> _TEXTO FORNECIDO_:
· · · ·
Lilianne Freitas explica que, apesar de encontrar situações de pobreza em ambos os contextos, existem diferenças causadas pelo próprio ambiente. “Quando olhamos para a idade materna, na pesquisa, observamos que as mães ribeirinhas são muito mais jovens. Enquanto as mães ribeirinhas têm de 18 a 24 anos, as mães urbanas têm de 30 a 35”, exemplifica.

Outra diferença analisada foi o número de filhos. A média ribeirinha é de três ou mais filhos, com famílias de até seis crianças. Já a média urbana é de um, no máximo, dois filhos. A escolaridade dessas mães também se colocou como fator-chave. A pesquisadora conta que, nas comunidades ribeirinhas, a população tem acesso restrito aos ciclos iniciais do ensino fundamental. “Se a família quiser dar continuidade aos estudos da criança, tem que vir para Belém”, afirma a pesquisadora. Estatisticamente, cerca de 70% a 80% das mães ribeirinhas estudaram menos de cinco anos, enquanto as mães urbanas estiveram, pelo menos, onze anos em sala de aula.

Para chegar aos dados da pesquisa, Lilianne recorreu aos registros do Programa Saúde da Família. “Eles têm todo o cadastro das famílias, dividido em categorias, como a idade e o número de crianças por família. Foi a partir desse cadastro que eu fui atrás das famílias”, explica.

O principal critério de inclusão na pesquisa foi a faixa etária das crianças, em função do instrumento utilizado para avaliação do desenvolvimento. “Procurei no cadastro da Unidade de Saúde todas as crianças que tinham entre um mês e 3,5 anos e visitei, junto com os agentes comunitários de saúde, cada família, para convidá-los a participar da pesquisa”, conta Lilianne Freitas.

Com as crianças urbanas, o processo foi semelhante. O Centro de Saúde-Escola da UEPA abriga o Programa “Maternar”, que consiste em um serviço responsável pelos cuidados de saúde materno-infantil. A pesquisadora filtrou os registros das crianças que atendiam à faixa etária.

Ambientes provocam diferentes tipos de atraso no desenvolvimento

As rotinas das crianças ribeirinhas e urbanas são completamente distintas, e isso, segundo Lilianne Freitas , decorre do ambiente. “Por exemplo, a maré é uma coisa que determina as brincadeiras das crianças ribeirinhas. Quando a maré está baixa, eles conseguem brincar no terreno, mas na maré alta, eles perdem esse espaço”, exemplifica.

Com relação ao desenvolvimento, “o atraso no contexto ribeirinho está relacionado à linguagem e à cognição. Já no contexto urbano, o atraso foi relacionado à linguagem e ao desenvolvimento motor”, revela a pesquisadora.

Ela atribui esse fato às novas tecnologias, que não exigem deslocamento ou habilidades motoras. “Hoje, é difícil, para as crianças urbanas, brincar na rua. Isso acaba afetando o desenvolvimento delas. Enquanto a criança ribeirinha, a partir de um ano e meio, já está nadando, correndo e subindo em árvore. Dessa forma, o desenvolvimento motor dessa criança é favorecido”, avalia.

Em contrapartida, o desenvolvimento cognitivo é mais atrasado. Segundo a pesquisadora, isso pode estar relacionado à escolaridade materna, já que a mãe é quem mais estimula a criança. Quanto maior a escolaridade dessa mãe, maior é a variedade de estímulos que o filho recebe.
· · · ·
> _REGISTROS_:
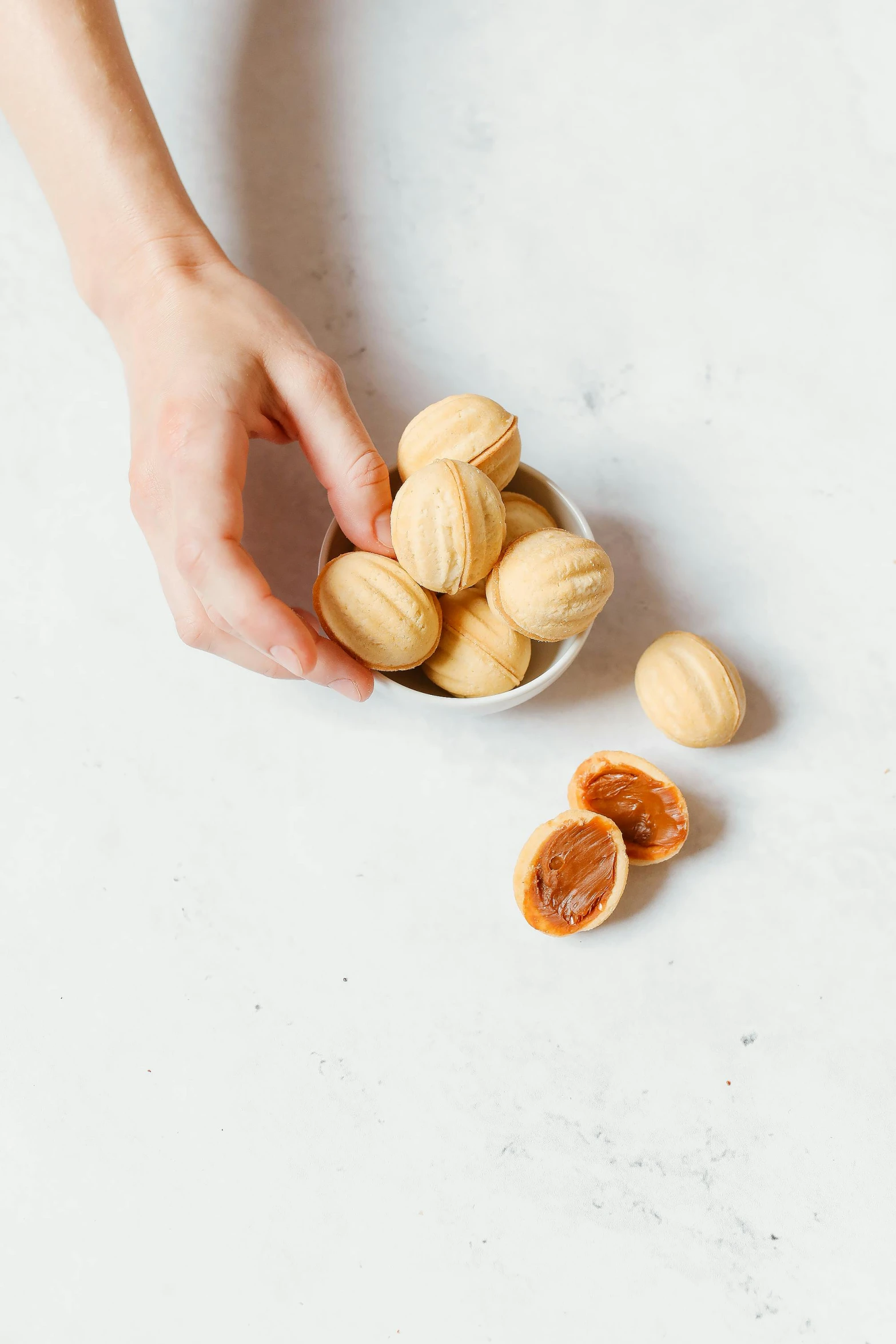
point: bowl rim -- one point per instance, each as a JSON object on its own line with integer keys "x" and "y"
· · · ·
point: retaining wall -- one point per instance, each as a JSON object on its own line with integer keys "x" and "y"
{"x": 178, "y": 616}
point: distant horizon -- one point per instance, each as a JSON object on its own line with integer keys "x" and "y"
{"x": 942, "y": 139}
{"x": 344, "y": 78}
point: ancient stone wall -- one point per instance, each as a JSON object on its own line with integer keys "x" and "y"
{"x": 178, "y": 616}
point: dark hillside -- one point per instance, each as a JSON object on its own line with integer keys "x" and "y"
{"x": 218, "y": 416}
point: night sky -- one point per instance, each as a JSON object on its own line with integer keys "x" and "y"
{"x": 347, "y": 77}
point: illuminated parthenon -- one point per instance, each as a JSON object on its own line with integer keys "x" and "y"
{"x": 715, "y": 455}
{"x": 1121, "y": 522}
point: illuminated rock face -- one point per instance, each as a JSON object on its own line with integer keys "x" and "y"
· · · ·
> _INSTRUÇÕES DAS TAREFAS_:
A. Reescreva o trecho do texto sobre o desenvolvimento de crianças ribeirinhas e urbanas que vai de "O principal critério" até "conta Lilianne Freitas.", trocando "critério" por "requisito".
B. Segundo o texto sobre o desenvolvimento de crianças ribeirinhas e urbanas, qual é a faixa de idade das mães urbanas?

> _RESPOSTAS ESCRITAS_:
A.
O principal requisito de inclusão na pesquisa foi a faixa etária das crianças, em função do instrumento utilizado para avaliação do desenvolvimento. “Procurei no cadastro da Unidade de Saúde todas as crianças que tinham entre um mês e 3,5 anos e visitei, junto com os agentes comunitários de saúde, cada família, para convidá-los a participar da pesquisa”, conta Lilianne Freitas.

B. De 30 a 35 anos.